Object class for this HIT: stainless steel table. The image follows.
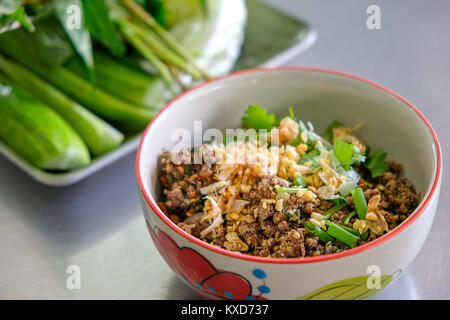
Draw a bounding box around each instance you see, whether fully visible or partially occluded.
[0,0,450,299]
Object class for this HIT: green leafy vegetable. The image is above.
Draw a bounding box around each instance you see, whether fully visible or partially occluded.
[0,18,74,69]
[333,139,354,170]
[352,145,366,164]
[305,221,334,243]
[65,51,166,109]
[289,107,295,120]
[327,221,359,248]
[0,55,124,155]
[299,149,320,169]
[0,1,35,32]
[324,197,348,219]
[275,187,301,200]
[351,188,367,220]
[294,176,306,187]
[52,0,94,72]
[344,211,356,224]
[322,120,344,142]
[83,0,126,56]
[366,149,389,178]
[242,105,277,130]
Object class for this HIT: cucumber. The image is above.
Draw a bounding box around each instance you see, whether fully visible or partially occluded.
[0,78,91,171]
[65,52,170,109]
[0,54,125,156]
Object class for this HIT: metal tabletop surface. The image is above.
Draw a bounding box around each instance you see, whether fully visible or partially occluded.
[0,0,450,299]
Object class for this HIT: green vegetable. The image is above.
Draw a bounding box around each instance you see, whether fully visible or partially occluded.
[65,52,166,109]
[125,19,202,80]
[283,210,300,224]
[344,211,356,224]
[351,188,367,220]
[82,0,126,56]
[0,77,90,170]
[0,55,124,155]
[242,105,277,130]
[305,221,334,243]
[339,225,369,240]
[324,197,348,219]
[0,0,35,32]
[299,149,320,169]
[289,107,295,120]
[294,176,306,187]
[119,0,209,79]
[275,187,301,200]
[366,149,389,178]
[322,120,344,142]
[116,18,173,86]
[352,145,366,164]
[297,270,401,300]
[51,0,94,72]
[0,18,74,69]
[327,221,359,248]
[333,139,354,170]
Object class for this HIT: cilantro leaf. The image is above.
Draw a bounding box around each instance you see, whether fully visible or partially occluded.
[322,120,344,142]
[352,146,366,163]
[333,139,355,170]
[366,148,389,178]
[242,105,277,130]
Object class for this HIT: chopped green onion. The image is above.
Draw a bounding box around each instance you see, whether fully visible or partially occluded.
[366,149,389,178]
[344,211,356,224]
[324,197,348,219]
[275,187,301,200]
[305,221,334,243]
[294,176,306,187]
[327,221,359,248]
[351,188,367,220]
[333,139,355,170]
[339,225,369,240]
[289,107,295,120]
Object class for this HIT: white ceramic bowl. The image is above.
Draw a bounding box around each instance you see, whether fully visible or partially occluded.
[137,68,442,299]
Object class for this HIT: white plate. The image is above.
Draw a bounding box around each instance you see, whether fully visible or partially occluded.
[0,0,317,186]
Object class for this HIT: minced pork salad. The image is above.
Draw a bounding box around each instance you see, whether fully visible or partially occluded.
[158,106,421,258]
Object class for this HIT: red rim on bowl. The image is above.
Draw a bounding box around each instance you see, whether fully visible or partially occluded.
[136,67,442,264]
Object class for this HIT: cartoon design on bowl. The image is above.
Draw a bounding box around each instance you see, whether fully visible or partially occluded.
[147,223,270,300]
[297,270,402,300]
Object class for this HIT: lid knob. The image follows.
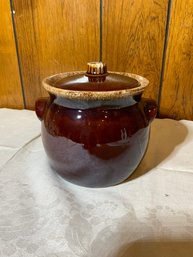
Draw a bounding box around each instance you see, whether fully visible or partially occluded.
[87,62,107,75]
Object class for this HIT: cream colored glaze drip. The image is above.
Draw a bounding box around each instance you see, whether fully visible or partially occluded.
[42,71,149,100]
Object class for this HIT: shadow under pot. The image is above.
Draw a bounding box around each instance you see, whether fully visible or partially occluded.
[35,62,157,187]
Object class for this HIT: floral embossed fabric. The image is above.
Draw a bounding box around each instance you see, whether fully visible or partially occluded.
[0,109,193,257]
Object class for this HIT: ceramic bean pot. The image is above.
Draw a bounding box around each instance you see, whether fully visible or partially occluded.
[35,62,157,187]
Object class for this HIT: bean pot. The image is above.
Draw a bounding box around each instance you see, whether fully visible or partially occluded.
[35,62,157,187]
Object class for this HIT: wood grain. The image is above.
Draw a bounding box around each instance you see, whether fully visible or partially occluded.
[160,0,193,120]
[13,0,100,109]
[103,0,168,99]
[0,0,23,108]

* * *

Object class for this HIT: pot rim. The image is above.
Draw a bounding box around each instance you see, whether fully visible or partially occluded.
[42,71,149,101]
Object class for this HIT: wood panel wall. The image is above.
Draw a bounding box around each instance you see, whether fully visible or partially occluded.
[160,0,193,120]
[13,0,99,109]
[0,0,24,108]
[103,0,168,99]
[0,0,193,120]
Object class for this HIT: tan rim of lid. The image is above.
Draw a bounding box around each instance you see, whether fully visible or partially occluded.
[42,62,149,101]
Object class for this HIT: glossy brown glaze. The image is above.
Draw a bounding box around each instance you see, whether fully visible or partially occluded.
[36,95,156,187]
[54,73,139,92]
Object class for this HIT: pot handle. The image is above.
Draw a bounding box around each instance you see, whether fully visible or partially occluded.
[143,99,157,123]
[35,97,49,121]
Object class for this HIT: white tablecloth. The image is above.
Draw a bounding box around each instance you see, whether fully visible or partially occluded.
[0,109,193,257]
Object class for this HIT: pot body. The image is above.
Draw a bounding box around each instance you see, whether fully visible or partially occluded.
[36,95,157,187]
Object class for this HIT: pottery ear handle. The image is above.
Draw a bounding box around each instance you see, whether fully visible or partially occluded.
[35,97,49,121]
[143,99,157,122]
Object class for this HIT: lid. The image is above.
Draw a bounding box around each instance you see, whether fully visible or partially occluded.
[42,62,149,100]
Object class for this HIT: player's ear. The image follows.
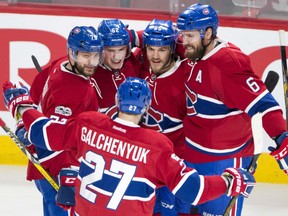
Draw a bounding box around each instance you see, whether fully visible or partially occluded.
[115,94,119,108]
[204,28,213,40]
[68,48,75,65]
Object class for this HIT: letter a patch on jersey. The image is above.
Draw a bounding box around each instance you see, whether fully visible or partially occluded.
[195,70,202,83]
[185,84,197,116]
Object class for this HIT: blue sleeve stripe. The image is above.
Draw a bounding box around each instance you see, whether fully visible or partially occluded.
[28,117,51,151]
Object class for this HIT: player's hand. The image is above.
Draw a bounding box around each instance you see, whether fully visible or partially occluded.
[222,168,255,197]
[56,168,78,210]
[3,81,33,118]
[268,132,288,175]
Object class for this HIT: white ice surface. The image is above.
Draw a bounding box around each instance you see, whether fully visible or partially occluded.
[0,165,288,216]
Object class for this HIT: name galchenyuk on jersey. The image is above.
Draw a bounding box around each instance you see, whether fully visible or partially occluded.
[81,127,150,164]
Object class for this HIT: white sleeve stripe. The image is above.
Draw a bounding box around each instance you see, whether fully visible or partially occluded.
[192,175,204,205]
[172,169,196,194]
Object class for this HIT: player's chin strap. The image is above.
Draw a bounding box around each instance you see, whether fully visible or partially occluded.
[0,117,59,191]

* Problem to work on *
Starting at the line that contains "Object class for this HIT: white sleeve" and ending at the line that contains "[0,117,59,191]", arrange those lines of the records as a numbered list, leaving out any blank lines.

* Response to this exercise *
1. Object class for this HIT: white sleeve stripe. The image is above.
2. Draw a bounding box around each instance you see, whether fully visible or partially occluded.
3. [192,175,204,205]
4. [172,169,196,194]
5. Object class for this HIT: player's chin strap. The image is above.
6. Draw a bounding box around each instance you see, whether fully visible or partially occluded.
7. [0,117,59,191]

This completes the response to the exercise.